# What needs to be done
Determine how many lines of the data below contain the string "table", with case taken into account. State the number alone.

# Given data
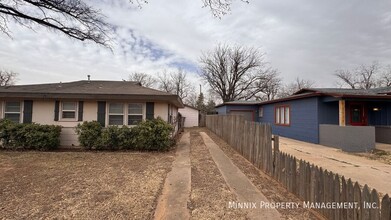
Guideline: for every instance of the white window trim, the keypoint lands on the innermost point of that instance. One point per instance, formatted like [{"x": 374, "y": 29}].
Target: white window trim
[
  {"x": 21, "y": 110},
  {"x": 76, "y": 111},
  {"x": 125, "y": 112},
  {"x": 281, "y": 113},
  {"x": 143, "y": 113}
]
==
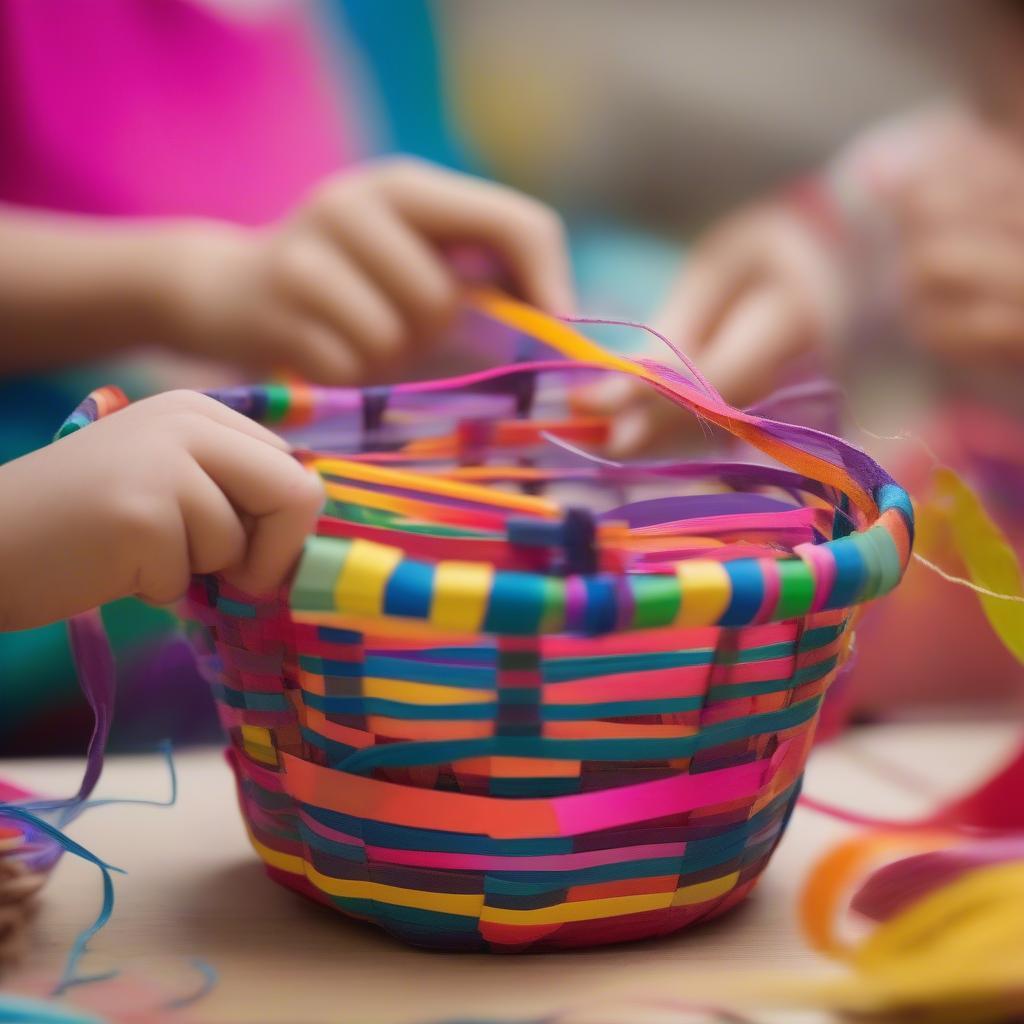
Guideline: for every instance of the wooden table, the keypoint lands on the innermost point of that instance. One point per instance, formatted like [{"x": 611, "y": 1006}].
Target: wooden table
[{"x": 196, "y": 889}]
* * *
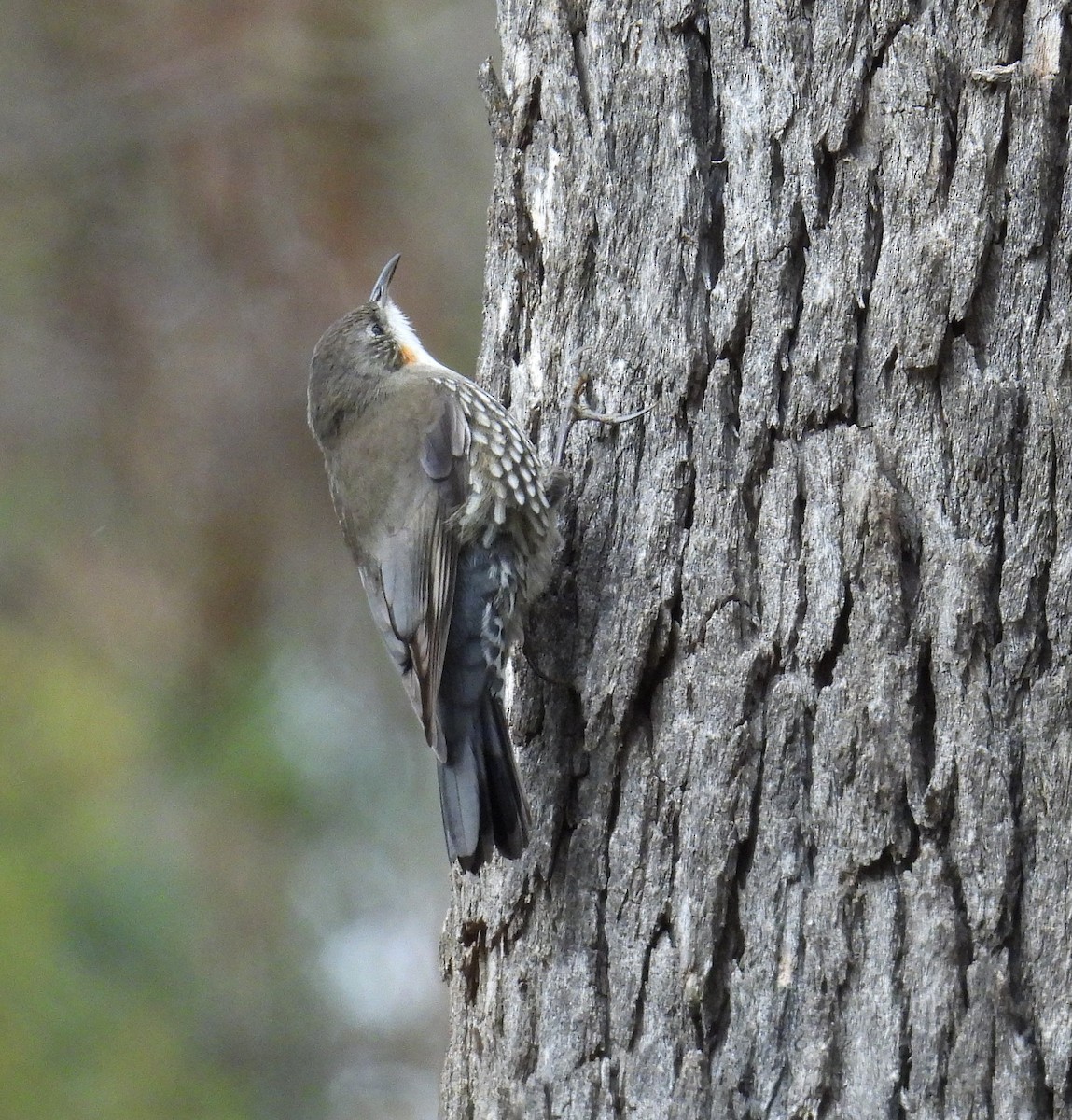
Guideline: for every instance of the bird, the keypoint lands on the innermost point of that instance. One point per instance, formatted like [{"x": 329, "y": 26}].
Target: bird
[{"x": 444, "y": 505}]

# Exercise answer
2